> [Task]
Answer these questions from the text below on parts and the whole:
(a) What three things must each part do to fit itself to the dynamic conditions of the whole?
(b) What does the lower ego focus on?
(c) Which three elements make up the higher triad?

> [Extracted text]

* * * * *

All parts are parts by virtue of their relation and contribution to the whole.  Each part is not the whole per se. A living being must adapt to the dynamic needs of the whole as a drop in the ocean. A wave, while an important contributor, cannot be understood without considering its relationship and contribution to the whole.  Each part must adapt, sacrifice, and purify itself in order to fit itself intelligently to the dynamic conditions of the whole.

What must we sacrifice for the benefit of the whole? We must let go of our limited attitudes and loosen the consolidating tendencies of the lower ego, which focuses on the pursuit of pleasures and the avoidance of pain.  This ego must be put in its proper place obeying one’s self-appointed duty, one’s svadharma. As the Bhagavad Gita tells us, we must renounce “the fruits of action”.  Desire can be uplifted and refined to allow us to perceive and act from our higher triad—Atma, Buddhi, Manas. Otherwise the dis-ease of separateness sets in. Personal beliefs and illusions coalesce. We are alienated and ultimately disconnected from the life giving higher energies, which emanate from the transcendent Atman.

* * * * *

Excerpts of location labeling data:
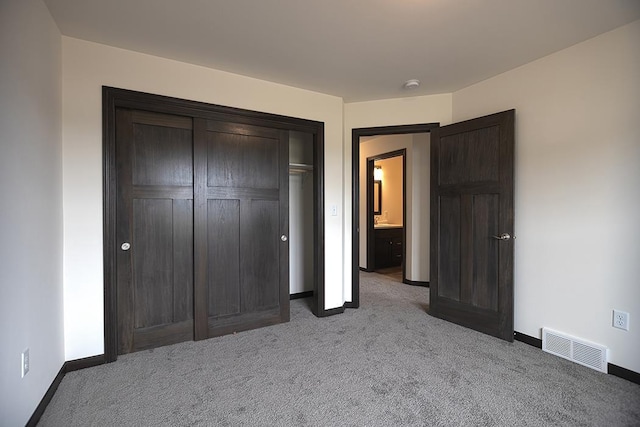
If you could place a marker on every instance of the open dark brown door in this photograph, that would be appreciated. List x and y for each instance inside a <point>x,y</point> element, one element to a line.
<point>472,224</point>
<point>241,216</point>
<point>154,217</point>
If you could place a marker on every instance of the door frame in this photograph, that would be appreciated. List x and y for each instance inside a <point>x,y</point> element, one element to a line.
<point>370,221</point>
<point>356,134</point>
<point>113,98</point>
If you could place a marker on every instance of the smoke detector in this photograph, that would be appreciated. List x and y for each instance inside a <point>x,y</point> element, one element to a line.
<point>411,84</point>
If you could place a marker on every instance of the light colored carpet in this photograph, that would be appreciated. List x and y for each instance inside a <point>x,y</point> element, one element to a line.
<point>387,363</point>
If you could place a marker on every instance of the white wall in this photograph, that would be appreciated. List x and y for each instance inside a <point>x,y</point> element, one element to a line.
<point>31,307</point>
<point>388,112</point>
<point>86,67</point>
<point>577,194</point>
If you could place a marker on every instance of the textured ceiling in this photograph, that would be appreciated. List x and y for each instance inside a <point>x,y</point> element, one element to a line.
<point>355,49</point>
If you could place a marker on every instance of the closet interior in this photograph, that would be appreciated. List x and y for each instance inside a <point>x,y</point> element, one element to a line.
<point>301,213</point>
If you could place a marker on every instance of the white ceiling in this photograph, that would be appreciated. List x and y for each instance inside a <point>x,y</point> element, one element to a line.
<point>355,49</point>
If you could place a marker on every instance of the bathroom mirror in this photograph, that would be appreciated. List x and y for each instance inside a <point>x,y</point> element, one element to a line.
<point>377,197</point>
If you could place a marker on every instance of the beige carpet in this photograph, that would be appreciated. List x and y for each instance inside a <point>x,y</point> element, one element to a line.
<point>387,363</point>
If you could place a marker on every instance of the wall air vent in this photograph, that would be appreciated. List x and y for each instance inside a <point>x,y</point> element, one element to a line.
<point>588,354</point>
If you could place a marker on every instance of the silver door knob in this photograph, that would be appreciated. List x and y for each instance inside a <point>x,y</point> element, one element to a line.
<point>503,236</point>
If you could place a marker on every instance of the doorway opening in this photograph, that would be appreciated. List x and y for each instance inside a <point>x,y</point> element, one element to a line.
<point>360,227</point>
<point>386,213</point>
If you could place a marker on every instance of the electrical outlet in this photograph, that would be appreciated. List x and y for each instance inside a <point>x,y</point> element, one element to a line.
<point>621,320</point>
<point>25,362</point>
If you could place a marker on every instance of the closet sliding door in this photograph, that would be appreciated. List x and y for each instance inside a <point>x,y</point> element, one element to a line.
<point>201,228</point>
<point>241,227</point>
<point>154,229</point>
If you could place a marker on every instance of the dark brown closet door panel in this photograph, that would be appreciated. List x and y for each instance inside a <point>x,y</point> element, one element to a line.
<point>183,260</point>
<point>223,225</point>
<point>154,216</point>
<point>259,245</point>
<point>161,156</point>
<point>241,209</point>
<point>153,261</point>
<point>242,161</point>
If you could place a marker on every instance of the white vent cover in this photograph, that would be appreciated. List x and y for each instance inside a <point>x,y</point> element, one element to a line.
<point>575,349</point>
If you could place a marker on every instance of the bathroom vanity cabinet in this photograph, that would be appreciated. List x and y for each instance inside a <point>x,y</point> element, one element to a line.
<point>388,246</point>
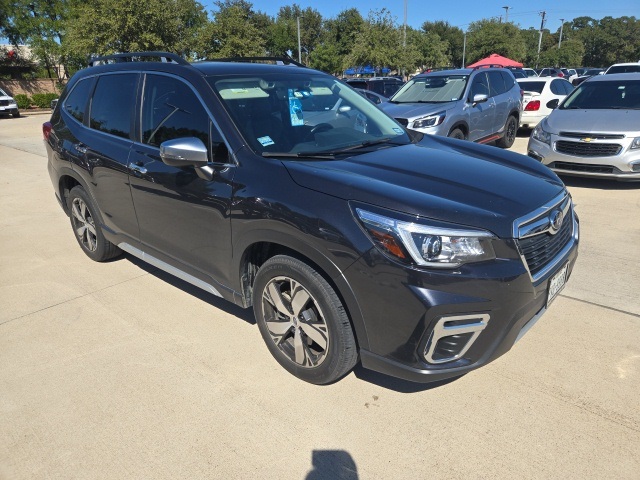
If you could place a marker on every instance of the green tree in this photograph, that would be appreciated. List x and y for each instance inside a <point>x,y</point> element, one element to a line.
<point>236,31</point>
<point>39,24</point>
<point>378,44</point>
<point>103,27</point>
<point>490,36</point>
<point>452,36</point>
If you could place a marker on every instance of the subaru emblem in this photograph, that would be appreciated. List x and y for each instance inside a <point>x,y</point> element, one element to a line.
<point>556,219</point>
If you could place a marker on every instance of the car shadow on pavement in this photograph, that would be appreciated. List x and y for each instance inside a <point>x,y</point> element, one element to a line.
<point>332,465</point>
<point>245,314</point>
<point>397,384</point>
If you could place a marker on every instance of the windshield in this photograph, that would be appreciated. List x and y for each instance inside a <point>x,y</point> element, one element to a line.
<point>432,89</point>
<point>532,86</point>
<point>304,114</point>
<point>621,94</point>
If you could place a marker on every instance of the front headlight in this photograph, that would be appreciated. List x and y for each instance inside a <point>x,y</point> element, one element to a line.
<point>540,134</point>
<point>426,245</point>
<point>430,121</point>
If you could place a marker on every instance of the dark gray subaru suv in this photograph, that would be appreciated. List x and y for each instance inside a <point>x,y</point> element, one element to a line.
<point>280,188</point>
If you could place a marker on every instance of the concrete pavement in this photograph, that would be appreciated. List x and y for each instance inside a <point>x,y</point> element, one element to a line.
<point>116,370</point>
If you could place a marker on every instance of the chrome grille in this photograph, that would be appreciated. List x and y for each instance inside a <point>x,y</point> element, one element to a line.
<point>583,149</point>
<point>593,136</point>
<point>540,240</point>
<point>539,250</point>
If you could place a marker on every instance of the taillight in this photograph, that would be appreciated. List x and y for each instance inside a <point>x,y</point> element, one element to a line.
<point>46,130</point>
<point>532,106</point>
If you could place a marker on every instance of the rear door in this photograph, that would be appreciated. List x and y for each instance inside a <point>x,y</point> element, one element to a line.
<point>481,115</point>
<point>111,114</point>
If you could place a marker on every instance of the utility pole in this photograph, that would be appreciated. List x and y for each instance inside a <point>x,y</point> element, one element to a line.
<point>543,14</point>
<point>299,50</point>
<point>506,14</point>
<point>464,48</point>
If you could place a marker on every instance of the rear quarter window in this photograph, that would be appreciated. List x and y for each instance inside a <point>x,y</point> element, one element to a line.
<point>75,104</point>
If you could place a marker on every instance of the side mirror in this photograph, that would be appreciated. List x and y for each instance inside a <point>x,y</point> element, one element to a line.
<point>183,152</point>
<point>553,104</point>
<point>480,98</point>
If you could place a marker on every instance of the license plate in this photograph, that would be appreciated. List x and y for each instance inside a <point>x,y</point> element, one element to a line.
<point>557,282</point>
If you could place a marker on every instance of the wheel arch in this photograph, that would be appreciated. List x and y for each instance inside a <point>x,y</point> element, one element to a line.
<point>267,244</point>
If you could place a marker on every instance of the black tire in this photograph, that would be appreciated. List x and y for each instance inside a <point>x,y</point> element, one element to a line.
<point>457,133</point>
<point>510,131</point>
<point>85,223</point>
<point>302,321</point>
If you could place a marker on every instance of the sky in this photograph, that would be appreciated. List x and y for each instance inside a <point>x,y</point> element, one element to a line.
<point>462,12</point>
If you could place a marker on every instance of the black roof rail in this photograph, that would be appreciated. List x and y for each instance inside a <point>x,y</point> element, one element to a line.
<point>278,60</point>
<point>166,57</point>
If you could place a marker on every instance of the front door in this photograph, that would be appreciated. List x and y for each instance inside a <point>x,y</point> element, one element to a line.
<point>184,219</point>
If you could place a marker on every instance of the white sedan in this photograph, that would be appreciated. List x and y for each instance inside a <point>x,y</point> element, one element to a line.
<point>540,95</point>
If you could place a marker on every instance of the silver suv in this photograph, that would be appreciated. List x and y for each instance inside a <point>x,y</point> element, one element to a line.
<point>481,105</point>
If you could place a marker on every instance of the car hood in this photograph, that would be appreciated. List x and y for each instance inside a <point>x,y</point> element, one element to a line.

* * * * *

> [Written reply]
(a) Adapt, sacrifice, and purify itself.
(b) The pursuit of pleasures and the avoidance of pain.
(c) Atma, Buddhi, and Manas.